ARBITRATION (Lat. arbitrari, to examine or judge), a term derived from the nomenclature of Roman law, and applied to an arrangement for taking, and abiding by, the judgment of a selected person in some disputed matter, instead of carrying it to the established courts of justice. In disputes between states, arbitration has long played an important part (see [Arbitration, International]). The present article is restricted to arbitration under municipal law; but a separate article is also devoted to the use of arbitration in labour disputes (see [Arbitration and Conciliation]).

Roman Law.—Arrangements for avoiding the delay and expense of litigation, and referring a dispute to friends or neutral persons, are a natural practice, of which traces may be found in any state of society; but it is from Roman Law that we derive arbitration as a system which has found its way into the practice of European nations in general, and has even evaded the dislike of the English common lawyers to the civil law. The praetor, who had the arrangement of all trials or private suits and the formal appointment of judges for them, referred the great majority of such cases for decision to a judge who was styled usually judex but sometimes arbiter. The phrase judex arbiterve frequently occurs. The judex and the arbiter had the same functions, and apparently the only express basis for the distinction between the two words is that there might be several arbitri but never more than one judex in a cause. The term arbiter seems, however, to have been sometimes used when the referee had a certain degree of latitude, and was entitled to give weight to equitable considerations (Roby, Inst. Rom. Law, i. 318; Hunter, Roman Law (1897), p. 48; and see Cicero pro Rosc. Com. 4, ss. 10-13; Gaius, Inst. iv. s. 163). Apart from this system of compulsory reference by the praetor, Roman law recognized a voluntary reference (compromissum) to an arbiter or arbitrator by the parties themselves. The arbitrator ex compromisso sumptus had no coercive jurisdiction, and in order to make his award effective, the agreement of reference was confirmed by a stipulation and usually provided a penalty (poena, pecunia compromissa) in case of disobedience. The sum agreed on by way of penalty might be either specific or unliquidated, e.g. “whatever the matter may be worth” (Dig. iv., tit. 8, s. 28). The arbitrator ex compromisso sumptus, like the judicial arbiter, was expected to take account of equitable considerations in coming to a decision. If three arbitrators were appointed, a majority could decide; in case of two being appointed and not agreeing, the praetor would compel them to choose a third (Roby, ubi sup., i. 320, 321; Dig. iv., tit. 8, s. 17). As in English law, it was necessary that the award should cover all the points submitted (Dig. iv., tit. 8, s. 21).

**DATA SHOWN**
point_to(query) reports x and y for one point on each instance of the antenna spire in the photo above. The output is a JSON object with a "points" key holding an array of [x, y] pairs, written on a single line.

**STATED GOAL**
Please explain, using the passage on arbitration above, why a Roman voluntary reference was confirmed by a stipulation and usually carried a penalty. Answer in one to three sentences.

**TASK SOLUTION**
The arbitrator chosen by the parties themselves (ex compromisso sumptus) had no coercive jurisdiction, so nothing forced the parties to obey his award. Confirming the agreement of reference by a stipulation, usually with a penalty for disobedience, made the award effective.